509, 斐波那契数

一、题目描述

斐波那契数（通常用F(n)表示）形成的序列称为斐波那契数列。该数列由0和1开始，后面的每一项数字都是前面两项数字的和。也就是：

• F(0) = 0，F(1) = 1
• F(n) = F(n - 1) + F(n - 2)，其中 n > 1

给定n，请计算F(n)。

示例 1
输入: n = 2
输出: 1
解释: F(2) = F(1) + F(0) = 1 + 0 = 1

示例 2
输入: n = 3
输出: 2
解释: F(3) = F(2) + F(1) = 1 + 1 = 2

示例 3
输入: n = 4
输出: 3
解释: F(4) = F(3) + F(2) = 2 + 1 = 3

提示

• 0 <= n <= 30

相关主题

• 递归
• 记忆化搜索
• 数学
• 动态规划

二、题解

方法 1: 递归

/// 时间复杂度：O(n)
/// 空间复杂度：O(n)
pub fn fib(n: i32) -> i32 {
    if n < 2 {
        return n;
    }

    let mut s = vec![-1; n as usize + 1];
    (s[0], s[1]) = (0, 1);
    const RECUR: fn(usize, &mut [i32]) -> i32 = |n, s| {
        if s[n] != -1 {
            return s[n];
        }
        let res = RECUR(n - 1, s) + RECUR(n - 2, s);
        s[n] = res;
        res
    };

    RECUR(n as usize, &mut s)
}

BiFunction<Integer, int[], Integer> recur = (n, s) -> {
    if (s[n] != -1) {
        return s[n];
    }

    int res = this.recur.apply(n - 1, s) + this.recur.apply(n - 2, s);
    s[n] = res;

    return res;
};
/**
 * 时间复杂度：O(n)

___

§ 任务目标 1:
逐行报出记录中含有字符串“white”的每一行，区分大小写。

[集合条目]
___

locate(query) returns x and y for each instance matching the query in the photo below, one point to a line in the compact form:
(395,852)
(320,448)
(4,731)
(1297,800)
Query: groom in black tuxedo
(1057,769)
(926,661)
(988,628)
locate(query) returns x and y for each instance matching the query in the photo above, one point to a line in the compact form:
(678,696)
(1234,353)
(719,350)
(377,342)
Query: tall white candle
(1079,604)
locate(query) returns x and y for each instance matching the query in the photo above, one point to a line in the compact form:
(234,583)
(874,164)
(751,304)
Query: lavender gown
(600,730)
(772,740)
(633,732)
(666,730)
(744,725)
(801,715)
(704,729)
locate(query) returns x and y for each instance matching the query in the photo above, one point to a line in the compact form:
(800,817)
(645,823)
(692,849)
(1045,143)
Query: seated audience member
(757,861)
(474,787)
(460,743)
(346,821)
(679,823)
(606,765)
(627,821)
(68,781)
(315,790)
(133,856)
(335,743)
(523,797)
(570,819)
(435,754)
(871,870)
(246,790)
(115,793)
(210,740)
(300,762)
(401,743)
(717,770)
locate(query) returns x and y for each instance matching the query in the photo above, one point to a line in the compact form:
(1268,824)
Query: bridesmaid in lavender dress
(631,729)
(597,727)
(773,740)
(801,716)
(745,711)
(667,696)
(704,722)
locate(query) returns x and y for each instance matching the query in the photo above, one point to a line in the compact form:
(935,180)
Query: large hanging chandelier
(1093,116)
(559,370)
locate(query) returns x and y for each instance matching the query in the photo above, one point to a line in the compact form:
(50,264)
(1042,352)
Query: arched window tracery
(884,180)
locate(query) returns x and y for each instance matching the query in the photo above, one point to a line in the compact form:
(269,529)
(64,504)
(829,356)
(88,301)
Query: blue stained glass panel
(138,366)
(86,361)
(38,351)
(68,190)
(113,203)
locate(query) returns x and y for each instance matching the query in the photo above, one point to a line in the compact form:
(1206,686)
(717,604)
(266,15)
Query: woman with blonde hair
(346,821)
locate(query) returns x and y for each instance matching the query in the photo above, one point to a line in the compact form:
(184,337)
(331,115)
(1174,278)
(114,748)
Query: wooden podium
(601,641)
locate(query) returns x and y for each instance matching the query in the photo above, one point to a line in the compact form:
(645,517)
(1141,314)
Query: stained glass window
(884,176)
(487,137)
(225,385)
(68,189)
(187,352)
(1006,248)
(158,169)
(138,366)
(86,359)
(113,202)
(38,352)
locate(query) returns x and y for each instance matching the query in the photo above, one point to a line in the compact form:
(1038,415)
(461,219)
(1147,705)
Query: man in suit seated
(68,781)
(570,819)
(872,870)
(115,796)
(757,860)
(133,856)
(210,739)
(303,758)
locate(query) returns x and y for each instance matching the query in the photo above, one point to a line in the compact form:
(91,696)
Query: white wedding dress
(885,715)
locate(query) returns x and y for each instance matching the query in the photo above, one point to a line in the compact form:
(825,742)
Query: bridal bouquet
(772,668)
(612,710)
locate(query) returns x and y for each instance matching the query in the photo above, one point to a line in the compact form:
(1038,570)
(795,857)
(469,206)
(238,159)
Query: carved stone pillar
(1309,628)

___

§ 任务目标 2:
列出斐波那契数题目页面在“相关主题”下给出的全部主题。

§ 练习答案 1:
Query: tall white candle
Query: white wedding dress

§ 练习答案 2:
递归
记忆化搜索
数学
动态规划